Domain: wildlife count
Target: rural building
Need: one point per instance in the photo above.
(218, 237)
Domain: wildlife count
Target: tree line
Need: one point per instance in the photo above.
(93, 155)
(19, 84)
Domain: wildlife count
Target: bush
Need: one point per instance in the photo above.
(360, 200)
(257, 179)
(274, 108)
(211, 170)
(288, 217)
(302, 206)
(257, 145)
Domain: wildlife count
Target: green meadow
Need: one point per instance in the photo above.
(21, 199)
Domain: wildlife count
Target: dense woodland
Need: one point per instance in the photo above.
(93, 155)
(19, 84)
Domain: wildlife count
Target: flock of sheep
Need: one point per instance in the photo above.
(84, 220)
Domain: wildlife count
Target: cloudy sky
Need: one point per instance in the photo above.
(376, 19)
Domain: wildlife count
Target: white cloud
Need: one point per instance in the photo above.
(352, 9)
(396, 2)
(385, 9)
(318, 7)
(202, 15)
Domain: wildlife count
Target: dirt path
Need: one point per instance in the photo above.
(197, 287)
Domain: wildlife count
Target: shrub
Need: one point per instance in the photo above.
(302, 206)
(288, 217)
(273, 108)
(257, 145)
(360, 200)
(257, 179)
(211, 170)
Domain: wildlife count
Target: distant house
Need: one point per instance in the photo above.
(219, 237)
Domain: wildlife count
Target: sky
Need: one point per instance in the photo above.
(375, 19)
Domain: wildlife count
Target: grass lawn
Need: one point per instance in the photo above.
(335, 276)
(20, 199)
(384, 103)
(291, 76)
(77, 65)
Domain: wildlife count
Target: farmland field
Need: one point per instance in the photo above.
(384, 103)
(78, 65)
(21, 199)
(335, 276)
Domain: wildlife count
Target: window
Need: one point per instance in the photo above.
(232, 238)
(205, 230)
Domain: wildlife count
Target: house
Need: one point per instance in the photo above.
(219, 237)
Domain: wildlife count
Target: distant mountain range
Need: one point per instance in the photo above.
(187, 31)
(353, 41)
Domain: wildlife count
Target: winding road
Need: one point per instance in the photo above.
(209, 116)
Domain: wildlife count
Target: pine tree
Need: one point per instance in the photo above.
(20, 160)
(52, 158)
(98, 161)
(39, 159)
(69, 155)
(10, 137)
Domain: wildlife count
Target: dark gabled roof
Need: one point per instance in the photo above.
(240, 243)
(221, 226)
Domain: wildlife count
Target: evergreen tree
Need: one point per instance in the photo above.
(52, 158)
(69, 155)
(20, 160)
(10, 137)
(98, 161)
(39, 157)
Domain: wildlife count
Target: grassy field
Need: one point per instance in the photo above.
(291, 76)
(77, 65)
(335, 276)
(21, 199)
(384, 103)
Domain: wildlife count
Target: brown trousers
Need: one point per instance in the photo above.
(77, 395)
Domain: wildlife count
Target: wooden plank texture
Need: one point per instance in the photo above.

• **Written instruction**: Reproduce the records above exactly as they appear.

• **Answer**:
Domain: wildlife count
Target: rural building
Need: one point per instance in the photo above.
(218, 237)
Domain: wildlife count
Target: tree line
Need: one point per instance in the photo above.
(93, 155)
(19, 84)
Domain: wildlife count
Target: bush
Need: one point per instance in the photo above.
(360, 200)
(257, 179)
(274, 108)
(211, 170)
(288, 217)
(302, 206)
(257, 145)
Domain: wildlife count
Target: green meadow
Need: one point per instance in the photo above.
(21, 199)
Domain: wildlife count
Target: dense woodland
Need: one point per instance in the photo above.
(93, 155)
(19, 84)
Domain: wildlife count
Target: flock of sheep
Need: one point per instance in the photo above.
(84, 220)
Domain: wildlife count
Target: cloudy sky
Need: one point per instance in the photo above.
(376, 19)
Domain: wildlife count
Target: white cloud
Need: one point per instance in the photo above.
(352, 9)
(396, 2)
(385, 9)
(318, 7)
(202, 15)
Domain: wildlife count
Target: dirt path
Need: one point per instance in the photo above.
(197, 287)
Domain: wildlife count
Target: shrub
Need: one point per instance in the photo above.
(302, 206)
(288, 217)
(273, 108)
(257, 145)
(360, 200)
(257, 179)
(211, 170)
Domain: wildlife count
Target: distant house
Need: one point per instance in the photo above.
(219, 237)
Domain: wildlife count
Target: sky
Need: one point per instance in the photo above.
(375, 19)
Domain: wildlife count
Target: grass lawn
Need: one point per instance in the photo above.
(335, 276)
(20, 199)
(384, 103)
(291, 76)
(77, 65)
Domain: wildlife count
Target: farmland field
Need: one point per instance in the photo above.
(384, 103)
(78, 65)
(21, 199)
(335, 276)
Domain: wildlife count
Target: window
Need: one point per instance in the photo above.
(232, 238)
(205, 230)
Domain: wildlife count
Target: house
Need: one point per instance in the photo above.
(219, 237)
Domain: wildlife count
Target: distant mountain range
Need: one point per instance in the photo above.
(187, 31)
(353, 41)
Domain: wildlife count
Target: winding road
Need: one point per instance in the photo above.
(209, 116)
Domain: wildlife count
Target: pine tree
Need: one point per instance in the photo above.
(20, 160)
(52, 158)
(98, 161)
(39, 159)
(69, 155)
(10, 137)
Domain: wildlife count
Target: dark gabled roof
Need: one point per instance in the photo above.
(240, 243)
(221, 226)
Domain: wildlife count
Target: evergreen tree
Need: one point per instance in the photo above.
(52, 158)
(69, 155)
(20, 160)
(10, 137)
(98, 161)
(39, 157)
Domain: wildlife count
Target: grassy field
Need: one point per instance in the photo above.
(291, 76)
(77, 65)
(335, 276)
(21, 199)
(384, 103)
Domain: wildlife count
Target: brown trousers
Need: one point per instance in the photo above.
(77, 395)
Domain: wildlife count
Target: wooden plank texture
Need: one point per instance in the photo above.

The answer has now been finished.